PROBLEMS TO SOLVE:
1 - In the text about the launch of the iTunes Music Store, how many tracks were bought on iTunes during its first week?
2 - From the text about the launch of the iTunes Music Store, extract the stretch from "How iTunes Music" through "were much higher." word for word.

====== TEXT UNDER STUDY ======

April 28, 2003 — Launch of the iTunes Music Store
April 28, 2003
iTunes Music Store was Apple’s digital marketplace for buying music, and it completely changed how people consumed music.
Before iTunes Music Store, the only legal way to buy music was to purchase full albums on CDs or cassette tapes. Even if you needed just one track, you had to buy the entire album. It was expensive and inconvenient, especially as the iPod and similar devices were becoming more popular.
As a result, the typical user journey to listen to a single track from a CD looked like this:
- buy a CD in a physical store and pay for the whole album even if you need just one track
- insert the CD into a computer
- convert the tracks to MP3, making sure the tags and bitrate are correct
- connect the iPod to the computer
- sync the iPod with your library using iTunes
Slow, expensive, inconvenient.
There was an alternative — piracy. Users could download music from services like Napster. The user journey there was simpler:
- download the track from Napster as an MP3 (sometimes slowly, depending on how many people were sharing it)
- connect the iPod to the computer
- sync the iPod with your library using iTunes
Piracy turned out to be easier and more convenient. People who were willing to pay for music had a worse experience than those who didn’t.
This attracted millions of users to Napster and similar platforms. Record labels were losing huge amounts of money, and Apple noticed this early and built iTunes Music Store.
What iTunes Music Store could do
The main feature of iTunes Music Store was convenience. It had to beat Napster at this, and it did.
The user journey looked like this:
- open the iTunes app
- buy the exact track you want for $0.99
- download it quickly from Apple’s servers
- get exactly what you paid for (no viruses, no wrong files like on Napster)
- send the track to your iPod right from the same app
No conversions. No risks.
In its first week, more than 1 million tracks were purchased on iTunes. This showed the industry that users were willing to pay for music — if it was convenient.
How iTunes Music Store changed the industry
In short, iTunes Music Store was a key step toward digital music distribution.
Record labels earned slightly less per purchase because users could now buy individual tracks instead of full albums. But overall, they made more money, since losses from piracy were much higher.
A new metric appeared in industry reports: digital sales. It was more accurate and easier to measure than tracking sales across thousands of physical stores.
Years later, artists no longer wait for CDs to be printed and shipped. They upload releases directly to streaming platforms.
Digital distribution also made it possible for independent artists to enter the market. Pressing CDs required significant investment, while uploading music to digital platforms costs almost nothing. For new artists, recording became the main expense.

====== SUPPLIED MATERIAL ======

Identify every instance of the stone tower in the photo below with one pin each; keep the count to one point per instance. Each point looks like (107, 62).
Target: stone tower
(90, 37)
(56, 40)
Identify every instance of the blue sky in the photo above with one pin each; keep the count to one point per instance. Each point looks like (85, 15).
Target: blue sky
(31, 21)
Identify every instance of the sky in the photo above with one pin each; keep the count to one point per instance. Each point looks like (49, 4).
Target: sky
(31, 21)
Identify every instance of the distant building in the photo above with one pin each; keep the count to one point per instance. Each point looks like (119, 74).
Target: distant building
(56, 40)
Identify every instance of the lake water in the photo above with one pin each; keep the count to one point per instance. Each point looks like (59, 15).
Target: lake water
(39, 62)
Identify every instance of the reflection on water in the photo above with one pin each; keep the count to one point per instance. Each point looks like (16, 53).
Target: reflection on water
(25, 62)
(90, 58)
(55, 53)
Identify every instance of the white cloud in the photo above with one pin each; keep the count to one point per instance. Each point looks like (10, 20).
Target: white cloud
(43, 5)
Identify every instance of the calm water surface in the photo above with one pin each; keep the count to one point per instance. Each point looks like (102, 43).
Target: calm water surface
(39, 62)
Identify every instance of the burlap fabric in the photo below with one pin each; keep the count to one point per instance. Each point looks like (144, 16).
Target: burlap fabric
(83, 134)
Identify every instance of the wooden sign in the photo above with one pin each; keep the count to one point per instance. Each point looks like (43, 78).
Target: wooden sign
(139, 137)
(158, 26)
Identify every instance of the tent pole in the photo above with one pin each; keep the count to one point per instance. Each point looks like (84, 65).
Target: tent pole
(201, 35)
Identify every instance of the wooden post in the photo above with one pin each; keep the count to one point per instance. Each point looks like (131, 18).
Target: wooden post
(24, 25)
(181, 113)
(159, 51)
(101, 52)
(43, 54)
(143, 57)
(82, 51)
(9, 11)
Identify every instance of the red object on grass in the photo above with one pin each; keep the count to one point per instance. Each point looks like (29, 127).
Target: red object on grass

======

YOUR RESPONSES:
1 - More than 1 million tracks.

2 -
How iTunes Music Store changed the industry
In short, iTunes Music Store was a key step toward digital music distribution.
Record labels earned slightly less per purchase because users could now buy individual tracks instead of full albums. But overall, they made more money, since losses from piracy were much higher.